══ RECORDS SHOWN
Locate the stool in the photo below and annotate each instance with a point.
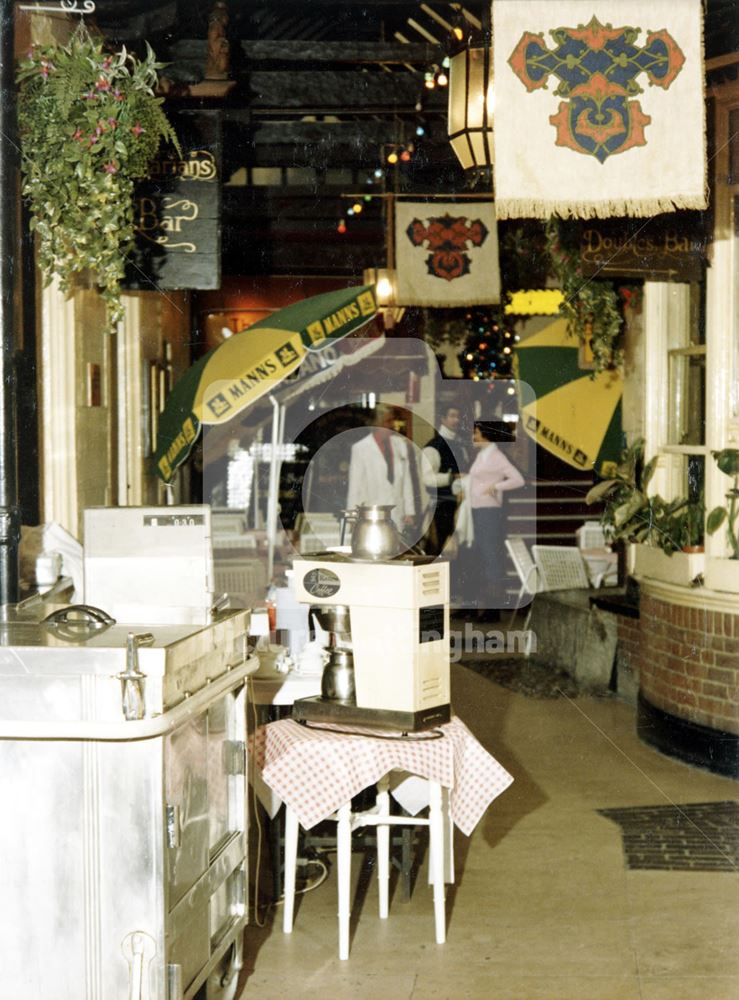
════
══ RECORDS SHOWN
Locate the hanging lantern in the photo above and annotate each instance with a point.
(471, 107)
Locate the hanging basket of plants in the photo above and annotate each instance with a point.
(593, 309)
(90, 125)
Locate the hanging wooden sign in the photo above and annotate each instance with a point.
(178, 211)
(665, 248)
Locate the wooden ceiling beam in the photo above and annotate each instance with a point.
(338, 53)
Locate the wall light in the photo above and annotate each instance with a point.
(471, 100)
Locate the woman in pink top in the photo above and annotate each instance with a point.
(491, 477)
════
══ RECORDS SHOWN
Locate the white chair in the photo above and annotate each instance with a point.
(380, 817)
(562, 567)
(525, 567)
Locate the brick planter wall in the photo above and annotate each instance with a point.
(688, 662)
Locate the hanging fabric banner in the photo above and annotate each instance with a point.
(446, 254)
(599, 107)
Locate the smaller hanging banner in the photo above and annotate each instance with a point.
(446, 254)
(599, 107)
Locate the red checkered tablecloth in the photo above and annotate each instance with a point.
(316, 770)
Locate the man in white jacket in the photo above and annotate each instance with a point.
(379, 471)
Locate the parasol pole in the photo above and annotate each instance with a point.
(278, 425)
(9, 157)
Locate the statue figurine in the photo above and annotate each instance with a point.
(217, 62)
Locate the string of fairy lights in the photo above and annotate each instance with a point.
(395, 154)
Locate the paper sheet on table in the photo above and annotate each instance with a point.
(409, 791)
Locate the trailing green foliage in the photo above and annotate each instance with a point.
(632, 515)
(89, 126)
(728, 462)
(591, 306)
════
▸ **THE TASK**
Extract every line above that contains the word "white". The match is case-sensitive.

▸ **RESPONSE**
Locate the white chair in the photo above and annotate each instance with a point.
Locate the man in white jacket in the photo above and annotate each instance with a point.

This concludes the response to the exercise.